Dataset records Block Start
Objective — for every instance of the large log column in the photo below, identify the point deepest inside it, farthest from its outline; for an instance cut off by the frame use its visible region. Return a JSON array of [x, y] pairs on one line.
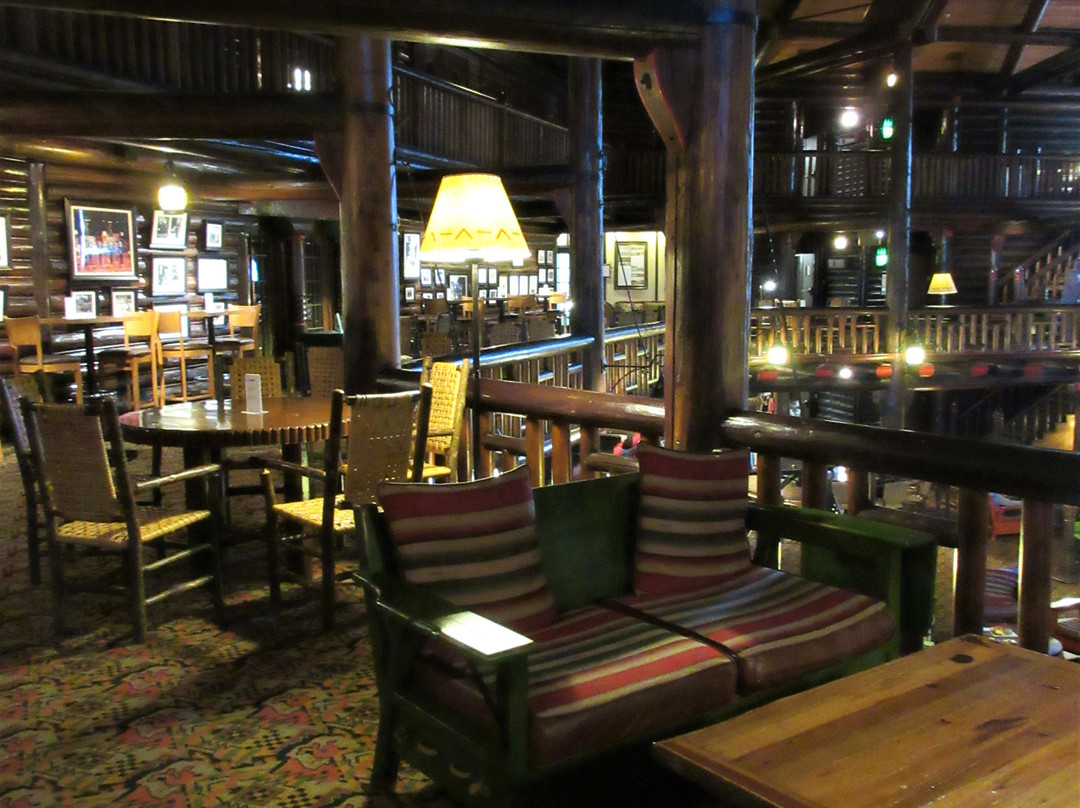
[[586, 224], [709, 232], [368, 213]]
Dataset records Block End
Dataset records Block Start
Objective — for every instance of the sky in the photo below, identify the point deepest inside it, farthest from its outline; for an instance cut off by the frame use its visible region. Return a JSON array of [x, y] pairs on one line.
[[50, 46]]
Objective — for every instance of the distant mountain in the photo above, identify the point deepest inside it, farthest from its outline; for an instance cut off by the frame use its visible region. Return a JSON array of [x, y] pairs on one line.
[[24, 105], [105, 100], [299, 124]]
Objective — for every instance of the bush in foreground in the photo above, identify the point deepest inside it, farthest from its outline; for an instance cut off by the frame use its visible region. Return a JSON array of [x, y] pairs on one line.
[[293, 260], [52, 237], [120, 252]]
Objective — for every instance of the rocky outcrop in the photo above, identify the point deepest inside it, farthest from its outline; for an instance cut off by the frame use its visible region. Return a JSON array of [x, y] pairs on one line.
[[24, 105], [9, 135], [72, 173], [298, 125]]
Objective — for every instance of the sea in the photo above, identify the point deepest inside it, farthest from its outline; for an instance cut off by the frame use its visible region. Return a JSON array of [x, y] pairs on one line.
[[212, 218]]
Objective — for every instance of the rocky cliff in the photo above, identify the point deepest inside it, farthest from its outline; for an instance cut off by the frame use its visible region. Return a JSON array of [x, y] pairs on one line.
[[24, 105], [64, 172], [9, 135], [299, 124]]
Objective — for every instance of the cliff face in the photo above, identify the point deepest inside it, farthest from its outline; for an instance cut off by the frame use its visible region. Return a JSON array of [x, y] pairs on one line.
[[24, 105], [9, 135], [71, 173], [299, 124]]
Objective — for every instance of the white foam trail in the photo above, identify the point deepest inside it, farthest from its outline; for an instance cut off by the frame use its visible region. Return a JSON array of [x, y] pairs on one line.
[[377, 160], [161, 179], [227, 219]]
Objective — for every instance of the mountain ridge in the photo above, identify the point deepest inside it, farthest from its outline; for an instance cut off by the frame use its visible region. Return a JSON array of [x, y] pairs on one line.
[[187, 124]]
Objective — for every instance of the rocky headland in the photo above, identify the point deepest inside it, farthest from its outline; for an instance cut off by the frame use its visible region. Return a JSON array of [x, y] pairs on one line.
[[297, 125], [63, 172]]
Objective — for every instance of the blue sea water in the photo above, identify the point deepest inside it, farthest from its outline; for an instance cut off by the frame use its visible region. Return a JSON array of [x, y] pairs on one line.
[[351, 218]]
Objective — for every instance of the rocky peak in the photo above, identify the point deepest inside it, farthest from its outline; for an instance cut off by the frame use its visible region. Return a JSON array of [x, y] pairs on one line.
Dataset records Block End
- What you should do:
Look through the data above and return exactly the lines from the one that contains "Objective — for every instance of the rocky headland" to the one that contains "Objective — for every instance of the rocky peak", inclusive, with nothing else.

- Answer to the exercise:
Objective — for every instance of the rocky headland in the photo above, identify the point deepest inside it, farthest from its outline; for an instance cut off by the frame use its visible region. Return a JSON array of [x, y] pairs on one line.
[[297, 125], [63, 172]]
Objective — for every instance of the blue sea water in the photo above, identify the point deepest inside it, farthest from its outline; for an instance cut off by the frame use its visible region. Return a JSON array of [x, y] pairs on one line.
[[351, 218]]
Objective — for every instance of the rocky peak in the photo above, identify the point deepest inside it, farthest from its outline; for an instance cut off by the frame use its visible region. Return a JSON array of [x, y] pairs on one line.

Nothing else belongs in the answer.